* BEGIN Entries supplied *

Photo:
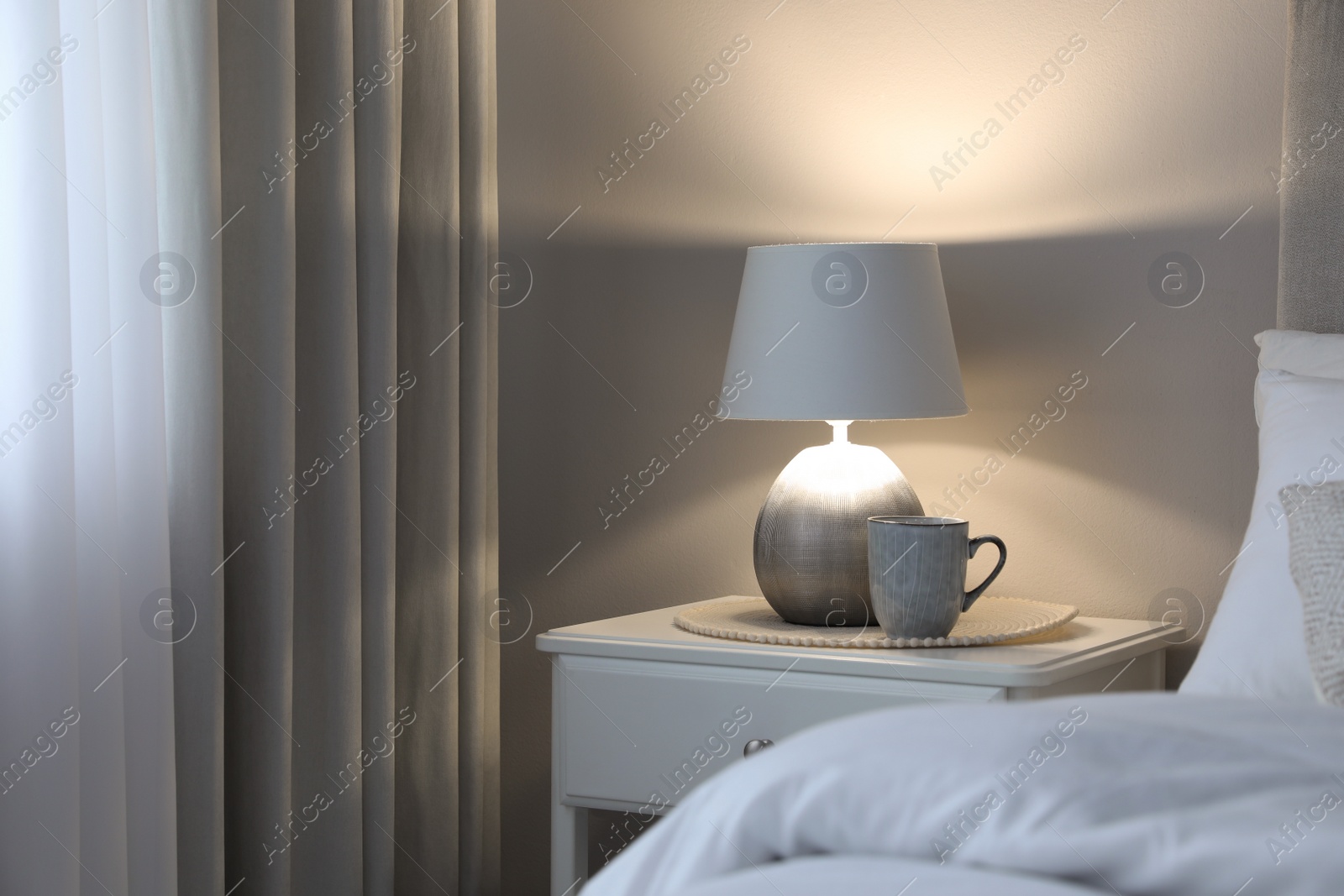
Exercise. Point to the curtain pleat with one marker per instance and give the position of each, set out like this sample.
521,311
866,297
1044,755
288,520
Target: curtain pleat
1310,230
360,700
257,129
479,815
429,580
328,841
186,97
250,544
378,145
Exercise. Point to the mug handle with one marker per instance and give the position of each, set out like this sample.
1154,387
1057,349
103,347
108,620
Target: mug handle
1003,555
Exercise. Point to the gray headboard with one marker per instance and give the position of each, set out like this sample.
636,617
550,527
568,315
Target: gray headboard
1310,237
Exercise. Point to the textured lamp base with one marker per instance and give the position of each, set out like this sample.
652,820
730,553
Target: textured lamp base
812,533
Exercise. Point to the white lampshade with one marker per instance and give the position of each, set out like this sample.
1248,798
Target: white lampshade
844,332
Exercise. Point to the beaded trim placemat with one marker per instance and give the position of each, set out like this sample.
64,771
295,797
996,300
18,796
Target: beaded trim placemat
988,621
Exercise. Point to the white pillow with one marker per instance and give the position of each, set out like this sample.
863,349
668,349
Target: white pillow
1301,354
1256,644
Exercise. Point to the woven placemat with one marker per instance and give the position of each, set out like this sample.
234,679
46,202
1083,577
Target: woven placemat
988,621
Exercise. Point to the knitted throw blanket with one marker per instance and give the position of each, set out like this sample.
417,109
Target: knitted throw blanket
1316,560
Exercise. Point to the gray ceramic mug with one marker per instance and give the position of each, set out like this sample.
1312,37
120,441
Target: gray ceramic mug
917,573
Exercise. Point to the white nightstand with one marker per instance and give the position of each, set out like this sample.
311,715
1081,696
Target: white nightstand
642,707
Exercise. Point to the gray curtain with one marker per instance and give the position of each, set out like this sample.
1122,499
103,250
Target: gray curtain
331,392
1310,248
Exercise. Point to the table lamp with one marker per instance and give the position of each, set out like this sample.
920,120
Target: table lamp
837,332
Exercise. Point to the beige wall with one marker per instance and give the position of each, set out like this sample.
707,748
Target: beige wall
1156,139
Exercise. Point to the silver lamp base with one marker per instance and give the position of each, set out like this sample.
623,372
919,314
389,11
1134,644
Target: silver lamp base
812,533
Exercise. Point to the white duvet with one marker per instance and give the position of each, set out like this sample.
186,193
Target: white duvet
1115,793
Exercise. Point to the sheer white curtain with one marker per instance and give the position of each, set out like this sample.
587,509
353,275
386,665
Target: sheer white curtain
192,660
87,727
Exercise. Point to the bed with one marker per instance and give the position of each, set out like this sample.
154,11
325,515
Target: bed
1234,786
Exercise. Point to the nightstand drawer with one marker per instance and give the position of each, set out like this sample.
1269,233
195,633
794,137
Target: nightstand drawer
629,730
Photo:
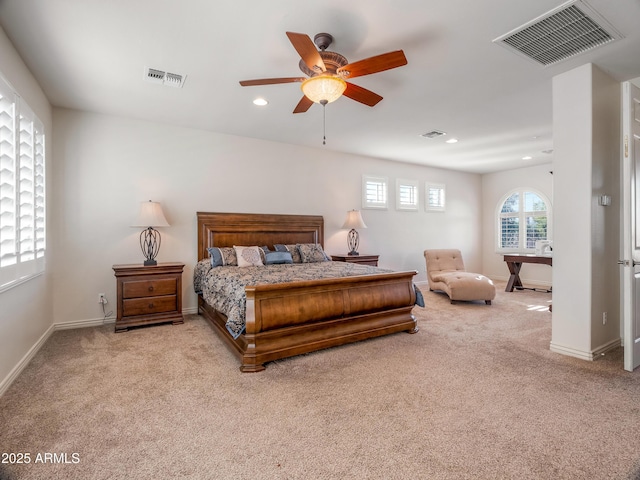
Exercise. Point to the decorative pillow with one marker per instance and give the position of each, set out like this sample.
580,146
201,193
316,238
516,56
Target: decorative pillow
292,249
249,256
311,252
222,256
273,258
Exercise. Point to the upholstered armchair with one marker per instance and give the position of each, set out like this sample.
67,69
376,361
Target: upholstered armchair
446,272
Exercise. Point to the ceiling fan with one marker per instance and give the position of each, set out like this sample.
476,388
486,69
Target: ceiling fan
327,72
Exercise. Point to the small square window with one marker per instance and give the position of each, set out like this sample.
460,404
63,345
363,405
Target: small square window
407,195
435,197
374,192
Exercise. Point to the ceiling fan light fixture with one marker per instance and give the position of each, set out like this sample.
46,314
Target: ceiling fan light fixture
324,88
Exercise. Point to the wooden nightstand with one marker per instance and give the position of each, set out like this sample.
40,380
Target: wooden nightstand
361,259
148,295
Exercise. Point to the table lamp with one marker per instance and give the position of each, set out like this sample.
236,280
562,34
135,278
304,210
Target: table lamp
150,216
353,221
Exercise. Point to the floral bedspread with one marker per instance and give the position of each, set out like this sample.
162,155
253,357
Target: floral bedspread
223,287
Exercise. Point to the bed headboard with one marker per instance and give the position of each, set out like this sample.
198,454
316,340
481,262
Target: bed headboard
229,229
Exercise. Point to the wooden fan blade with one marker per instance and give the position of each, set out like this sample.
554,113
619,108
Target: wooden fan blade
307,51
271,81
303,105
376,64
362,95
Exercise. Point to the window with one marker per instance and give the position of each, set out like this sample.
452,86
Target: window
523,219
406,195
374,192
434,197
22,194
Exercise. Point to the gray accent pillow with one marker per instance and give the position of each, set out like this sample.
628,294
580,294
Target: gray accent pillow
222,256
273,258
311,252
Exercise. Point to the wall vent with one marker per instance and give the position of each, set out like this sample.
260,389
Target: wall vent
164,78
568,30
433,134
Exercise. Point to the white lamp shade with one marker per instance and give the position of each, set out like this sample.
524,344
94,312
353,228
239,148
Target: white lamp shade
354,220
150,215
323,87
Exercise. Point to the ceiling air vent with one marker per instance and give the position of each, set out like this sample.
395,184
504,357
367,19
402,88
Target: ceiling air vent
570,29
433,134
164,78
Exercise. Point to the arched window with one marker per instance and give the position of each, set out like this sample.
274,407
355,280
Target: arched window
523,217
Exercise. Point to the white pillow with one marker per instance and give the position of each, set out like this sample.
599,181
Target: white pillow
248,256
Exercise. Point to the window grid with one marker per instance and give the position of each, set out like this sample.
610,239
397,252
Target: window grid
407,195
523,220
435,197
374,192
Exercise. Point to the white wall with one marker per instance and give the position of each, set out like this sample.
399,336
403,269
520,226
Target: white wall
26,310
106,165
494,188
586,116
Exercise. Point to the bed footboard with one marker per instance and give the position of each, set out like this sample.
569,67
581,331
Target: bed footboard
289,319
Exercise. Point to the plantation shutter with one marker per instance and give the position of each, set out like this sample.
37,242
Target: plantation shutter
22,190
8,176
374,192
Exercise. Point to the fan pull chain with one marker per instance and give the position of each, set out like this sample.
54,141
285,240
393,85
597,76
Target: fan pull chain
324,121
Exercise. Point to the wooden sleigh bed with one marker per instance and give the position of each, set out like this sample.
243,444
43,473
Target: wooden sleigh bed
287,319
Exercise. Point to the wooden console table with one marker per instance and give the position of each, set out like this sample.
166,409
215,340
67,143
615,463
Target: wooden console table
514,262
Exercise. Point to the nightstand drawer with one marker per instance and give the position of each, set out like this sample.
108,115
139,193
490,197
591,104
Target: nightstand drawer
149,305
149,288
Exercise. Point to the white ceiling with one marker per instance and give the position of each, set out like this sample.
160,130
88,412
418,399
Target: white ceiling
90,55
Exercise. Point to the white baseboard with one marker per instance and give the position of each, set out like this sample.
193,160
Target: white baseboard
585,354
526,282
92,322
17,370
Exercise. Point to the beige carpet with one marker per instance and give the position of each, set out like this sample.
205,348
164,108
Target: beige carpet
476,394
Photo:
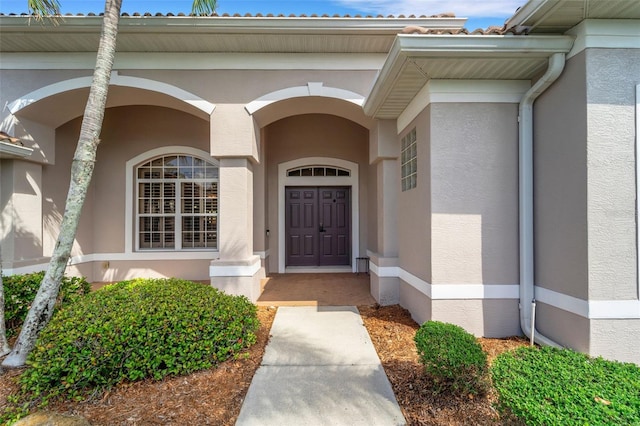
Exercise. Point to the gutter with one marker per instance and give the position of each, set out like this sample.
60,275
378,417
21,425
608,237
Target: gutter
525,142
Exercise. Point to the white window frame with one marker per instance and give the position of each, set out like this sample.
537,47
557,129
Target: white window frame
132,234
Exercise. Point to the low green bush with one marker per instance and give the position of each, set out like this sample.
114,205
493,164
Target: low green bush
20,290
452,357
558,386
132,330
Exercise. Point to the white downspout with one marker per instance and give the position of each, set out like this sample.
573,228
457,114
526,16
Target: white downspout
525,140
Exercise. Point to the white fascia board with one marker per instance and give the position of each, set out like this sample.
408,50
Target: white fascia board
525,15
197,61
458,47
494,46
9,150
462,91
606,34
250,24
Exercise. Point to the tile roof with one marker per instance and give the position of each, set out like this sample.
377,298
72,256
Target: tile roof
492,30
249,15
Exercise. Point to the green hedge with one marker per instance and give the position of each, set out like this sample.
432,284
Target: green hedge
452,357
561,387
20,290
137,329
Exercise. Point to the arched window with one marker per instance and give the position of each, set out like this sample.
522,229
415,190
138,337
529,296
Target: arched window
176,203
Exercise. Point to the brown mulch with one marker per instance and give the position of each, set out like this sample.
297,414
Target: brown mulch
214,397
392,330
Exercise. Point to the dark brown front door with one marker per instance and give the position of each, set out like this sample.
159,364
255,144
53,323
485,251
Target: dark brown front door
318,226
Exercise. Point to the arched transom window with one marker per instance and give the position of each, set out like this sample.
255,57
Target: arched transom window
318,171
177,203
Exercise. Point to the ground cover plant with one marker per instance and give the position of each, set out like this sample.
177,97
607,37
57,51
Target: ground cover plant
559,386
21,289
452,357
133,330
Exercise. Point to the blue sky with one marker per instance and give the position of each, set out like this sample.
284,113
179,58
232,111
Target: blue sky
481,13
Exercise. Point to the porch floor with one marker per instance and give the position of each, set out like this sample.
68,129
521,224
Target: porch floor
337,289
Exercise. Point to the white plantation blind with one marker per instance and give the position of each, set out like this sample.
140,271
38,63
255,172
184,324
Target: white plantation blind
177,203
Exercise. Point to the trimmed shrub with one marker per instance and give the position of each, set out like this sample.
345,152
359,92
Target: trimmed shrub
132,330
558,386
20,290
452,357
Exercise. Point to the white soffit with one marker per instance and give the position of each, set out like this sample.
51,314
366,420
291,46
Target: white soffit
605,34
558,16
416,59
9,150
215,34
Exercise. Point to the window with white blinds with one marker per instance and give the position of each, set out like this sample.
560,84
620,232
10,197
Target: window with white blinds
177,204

* END Entries supplied *

Short task:
Render the records from the line containing "Exercise. Point to the porch" through the end of the records, both ends included, as a JSON list of strings, with one string per line and blank lines omitted.

Answer:
[
  "Exercise. Point to the porch floor with one marker per instance and give the position of each, set out like this sample.",
  "68,129",
  "521,224",
  "Target: porch floor",
  "337,289",
  "Exercise. Point to the white plantation blind with one marker per instance and give the position of each, set out like this sample.",
  "140,271",
  "38,63",
  "255,172",
  "184,324",
  "Target: white plantation blind",
  "177,203",
  "Exercise. Point to the trimmed shrub with one marker per instance and give the position of each, set out like this sample.",
  "345,152",
  "359,92",
  "Target: trimmed shrub",
  "132,330",
  "558,386",
  "20,290",
  "452,357",
  "Exercise. Point to the white soffit with one marker per instance and give the position of each, set out like this sample.",
  "51,314",
  "366,420",
  "291,46",
  "Target: white soffit",
  "605,34",
  "558,16",
  "416,59",
  "9,150",
  "215,34",
  "Exercise. Point to the window with white blinds with one marker per instance and give the position of each, set out like this sample.",
  "560,84",
  "620,232",
  "10,197",
  "Target: window with white blinds",
  "177,204"
]